__Passage shown__
Tuesday, April 7, 2026

Tahoe TCP Overflow Bug

Photon (Hacker News):

After exactly 49 days, 17 hours, 2 minutes, and 47 seconds of continuous uptime, a 32-bit unsigned integer overflow in Apple’s XNU kernel freezes the internal TCP timestamp clock. Once frozen, TIME_WAIT connections never expire, ephemeral ports slowly exhaust, and eventually no new TCP connections can be established at all. ICMP (ping) keeps working. Everything else dies. The only fix most people know is a reboot.

[…]

This is a 32-bit unsigned integer timer wraparound bug in the TCP subsystem, specifically a TCP timestamp counter overflow. The counter in question, tcp_now, is the kernel’s internal TCP clock. When it stops ticking, every timer in the TCP stack that depends on it stops working.

__Information given__

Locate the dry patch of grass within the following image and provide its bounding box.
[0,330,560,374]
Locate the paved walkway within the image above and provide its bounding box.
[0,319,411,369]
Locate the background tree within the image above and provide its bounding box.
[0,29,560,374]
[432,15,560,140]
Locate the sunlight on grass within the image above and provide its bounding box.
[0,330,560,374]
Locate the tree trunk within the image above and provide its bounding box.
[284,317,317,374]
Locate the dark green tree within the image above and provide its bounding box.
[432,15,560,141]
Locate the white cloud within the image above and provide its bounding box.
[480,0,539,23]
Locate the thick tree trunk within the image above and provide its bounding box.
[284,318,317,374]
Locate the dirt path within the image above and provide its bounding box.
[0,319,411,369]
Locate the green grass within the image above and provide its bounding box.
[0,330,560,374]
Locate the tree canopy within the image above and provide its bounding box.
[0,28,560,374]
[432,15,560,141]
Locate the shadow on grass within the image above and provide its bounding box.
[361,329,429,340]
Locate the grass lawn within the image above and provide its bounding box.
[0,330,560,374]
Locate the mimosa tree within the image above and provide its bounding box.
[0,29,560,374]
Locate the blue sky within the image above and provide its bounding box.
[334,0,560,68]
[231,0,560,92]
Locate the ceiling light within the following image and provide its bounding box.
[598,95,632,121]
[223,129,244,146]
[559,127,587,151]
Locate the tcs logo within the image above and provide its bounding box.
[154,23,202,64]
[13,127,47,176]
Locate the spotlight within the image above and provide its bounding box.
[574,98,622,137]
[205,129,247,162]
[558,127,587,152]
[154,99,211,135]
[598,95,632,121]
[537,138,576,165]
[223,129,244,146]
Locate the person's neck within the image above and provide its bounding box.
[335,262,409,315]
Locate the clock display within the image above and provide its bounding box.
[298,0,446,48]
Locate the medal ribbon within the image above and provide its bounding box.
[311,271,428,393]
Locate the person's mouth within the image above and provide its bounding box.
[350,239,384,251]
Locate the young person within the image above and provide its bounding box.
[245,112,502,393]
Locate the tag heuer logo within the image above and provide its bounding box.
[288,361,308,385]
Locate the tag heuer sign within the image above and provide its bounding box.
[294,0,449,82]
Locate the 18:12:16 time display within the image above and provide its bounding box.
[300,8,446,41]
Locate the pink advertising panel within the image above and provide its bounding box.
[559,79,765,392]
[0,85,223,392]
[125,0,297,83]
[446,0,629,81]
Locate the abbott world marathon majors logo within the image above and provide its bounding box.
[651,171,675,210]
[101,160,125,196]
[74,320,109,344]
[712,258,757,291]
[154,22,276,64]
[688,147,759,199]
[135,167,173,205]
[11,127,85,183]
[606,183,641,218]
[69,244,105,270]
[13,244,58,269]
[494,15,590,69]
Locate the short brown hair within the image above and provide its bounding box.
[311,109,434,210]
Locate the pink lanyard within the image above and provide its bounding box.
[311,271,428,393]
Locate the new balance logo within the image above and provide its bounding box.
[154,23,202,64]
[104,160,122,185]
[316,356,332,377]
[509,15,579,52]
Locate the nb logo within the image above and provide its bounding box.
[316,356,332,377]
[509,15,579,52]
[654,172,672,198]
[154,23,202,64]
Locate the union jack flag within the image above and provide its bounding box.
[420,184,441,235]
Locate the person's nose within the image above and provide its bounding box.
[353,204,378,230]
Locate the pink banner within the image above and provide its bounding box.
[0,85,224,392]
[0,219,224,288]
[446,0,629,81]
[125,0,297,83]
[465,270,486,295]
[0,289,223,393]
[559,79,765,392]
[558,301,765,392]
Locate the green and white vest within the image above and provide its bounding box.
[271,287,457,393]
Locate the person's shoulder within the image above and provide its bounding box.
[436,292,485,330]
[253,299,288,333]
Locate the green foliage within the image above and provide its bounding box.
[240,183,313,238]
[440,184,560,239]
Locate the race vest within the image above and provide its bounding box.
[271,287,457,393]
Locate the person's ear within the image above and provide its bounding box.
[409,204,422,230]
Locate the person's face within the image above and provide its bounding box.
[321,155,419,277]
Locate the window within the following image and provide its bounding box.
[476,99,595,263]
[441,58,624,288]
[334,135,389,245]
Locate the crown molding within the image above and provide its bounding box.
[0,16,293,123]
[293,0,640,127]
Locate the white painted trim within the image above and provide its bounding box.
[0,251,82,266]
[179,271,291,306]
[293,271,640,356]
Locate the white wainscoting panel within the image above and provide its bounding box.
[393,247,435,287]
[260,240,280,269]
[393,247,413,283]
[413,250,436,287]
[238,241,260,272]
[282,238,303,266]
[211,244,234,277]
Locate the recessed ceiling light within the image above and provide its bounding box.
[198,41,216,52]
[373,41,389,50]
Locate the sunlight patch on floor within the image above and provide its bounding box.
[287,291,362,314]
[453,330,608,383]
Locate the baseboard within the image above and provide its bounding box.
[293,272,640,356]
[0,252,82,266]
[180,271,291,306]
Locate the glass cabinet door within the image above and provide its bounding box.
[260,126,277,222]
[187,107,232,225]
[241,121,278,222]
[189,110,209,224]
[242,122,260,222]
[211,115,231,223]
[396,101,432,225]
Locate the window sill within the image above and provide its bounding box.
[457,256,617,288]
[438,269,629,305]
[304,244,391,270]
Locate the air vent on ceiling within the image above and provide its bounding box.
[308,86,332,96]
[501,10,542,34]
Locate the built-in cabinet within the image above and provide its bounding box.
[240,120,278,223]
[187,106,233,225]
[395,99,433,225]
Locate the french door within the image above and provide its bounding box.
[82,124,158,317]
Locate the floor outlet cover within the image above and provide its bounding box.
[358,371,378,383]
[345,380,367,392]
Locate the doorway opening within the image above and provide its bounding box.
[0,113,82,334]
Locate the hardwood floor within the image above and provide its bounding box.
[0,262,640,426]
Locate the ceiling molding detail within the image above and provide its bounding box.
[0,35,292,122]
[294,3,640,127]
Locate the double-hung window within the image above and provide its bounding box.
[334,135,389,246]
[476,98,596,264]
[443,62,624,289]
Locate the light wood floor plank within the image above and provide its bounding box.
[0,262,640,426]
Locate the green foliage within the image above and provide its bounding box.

__To be done__
Print the passage on the Tahoe TCP overflow bug word for word, between "After exactly 49" and "it stops working.", inclusive.

__Output of the exercise__
After exactly 49 days, 17 hours, 2 minutes, and 47 seconds of continuous uptime, a 32-bit unsigned integer overflow in Apple’s XNU kernel freezes the internal TCP timestamp clock. Once frozen, TIME_WAIT connections never expire, ephemeral ports slowly exhaust, and eventually no new TCP connections can be established at all. ICMP (ping) keeps working. Everything else dies. The only fix most people know is a reboot.

[…]

This is a 32-bit unsigned integer timer wraparound bug in the TCP subsystem, specifically a TCP timestamp counter overflow. The counter in question, tcp_now, is the kernel’s internal TCP clock. When it stops ticking, every timer in the TCP stack that depends on it stops working.